-- AVAILABLE DATA follows --

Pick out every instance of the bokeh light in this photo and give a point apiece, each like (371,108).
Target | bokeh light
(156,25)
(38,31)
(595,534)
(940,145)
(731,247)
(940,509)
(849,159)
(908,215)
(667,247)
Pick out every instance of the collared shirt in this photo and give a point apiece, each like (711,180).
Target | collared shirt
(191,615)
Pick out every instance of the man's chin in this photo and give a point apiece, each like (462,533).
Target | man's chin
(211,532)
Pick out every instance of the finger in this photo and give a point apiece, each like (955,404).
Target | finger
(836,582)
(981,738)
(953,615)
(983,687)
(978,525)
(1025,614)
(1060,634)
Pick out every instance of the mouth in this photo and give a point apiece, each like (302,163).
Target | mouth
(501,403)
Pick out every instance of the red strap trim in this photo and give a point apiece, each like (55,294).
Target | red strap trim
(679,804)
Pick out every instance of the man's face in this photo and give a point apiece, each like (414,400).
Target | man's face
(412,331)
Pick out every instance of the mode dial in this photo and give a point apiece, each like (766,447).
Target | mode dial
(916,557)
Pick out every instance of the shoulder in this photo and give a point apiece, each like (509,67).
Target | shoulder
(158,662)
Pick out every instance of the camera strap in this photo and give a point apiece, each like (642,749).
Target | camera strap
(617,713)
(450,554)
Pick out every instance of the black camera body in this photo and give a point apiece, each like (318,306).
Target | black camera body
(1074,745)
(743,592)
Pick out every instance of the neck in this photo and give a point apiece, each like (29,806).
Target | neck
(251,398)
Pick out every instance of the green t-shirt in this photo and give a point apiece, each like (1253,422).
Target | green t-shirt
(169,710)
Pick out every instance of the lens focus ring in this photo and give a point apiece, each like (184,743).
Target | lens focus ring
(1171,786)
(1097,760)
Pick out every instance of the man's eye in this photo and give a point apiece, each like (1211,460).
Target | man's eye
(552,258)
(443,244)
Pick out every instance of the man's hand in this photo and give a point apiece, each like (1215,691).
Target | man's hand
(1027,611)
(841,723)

-- AVAILABLE DATA concluded --

PROBLEM DESCRIPTION: Give back the data exactly.

RESPONSE TO THE EXERCISE:
Pick out every instance of the bokeh light in this photo and give a point apiece, each like (371,108).
Target | bokeh light
(156,25)
(38,31)
(595,534)
(940,145)
(731,247)
(940,509)
(849,159)
(908,215)
(667,247)
Pick out every instance of the collared shirt in this photo and give a point apiece, each like (711,180).
Target | collared shirt
(191,615)
Pick out every instance of the man's chin in this photo and give a point apiece, each like (462,533).
Target | man's chin
(211,532)
Pick out every instance of the finger in this photo and give a point apiece, each like (955,404).
Target | finger
(836,582)
(981,738)
(953,615)
(983,687)
(978,525)
(1025,614)
(1060,634)
Pick out every instance of the mouth in this photo and give a point apiece, each like (302,163).
Target | mouth
(501,403)
Pick out every instance of the red strap trim in this photo and give a point apiece, each like (55,294).
Target | red strap trim
(679,804)
Pick out every instance of the man's face in this photo and give a point apiece, each like (414,400).
Target | man's face
(412,331)
Pick out every instance of the mode dial in this photo and give a point apiece, each like (766,447).
Target | mode dial
(916,557)
Pick out every instance of the shoulder in this photo and give a point apiece, each like (509,67).
Target | shoulder
(158,662)
Pick out every instance of the camera strap in this photo and give a point apiece, each like (642,749).
Target | camera strap
(617,713)
(450,554)
Pick out every instance of the black camera body in this photo and give a point apiece, each like (318,306).
Target | black camera body
(1074,745)
(743,592)
Pick out every instance of the neck in this photo and give a point apiece, each like (29,806).
Target | neck
(251,398)
Pick out every instance of the green t-shirt in this photo and give a point apiece, each like (1253,422).
Target | green t-shirt
(169,710)
Pick out every instance of the lens focus ring in this photo and give a point apiece, each like (184,743).
Target | lens focus ring
(1171,786)
(1097,760)
Pick out every instance of the man's eye in this photo and give a point apiece, each like (1211,460).
Target | man's eye
(552,258)
(443,244)
Pick out every instance of the man's hand in this photo and give a point apiece, each like (1215,691).
Target | man's hand
(1027,611)
(841,723)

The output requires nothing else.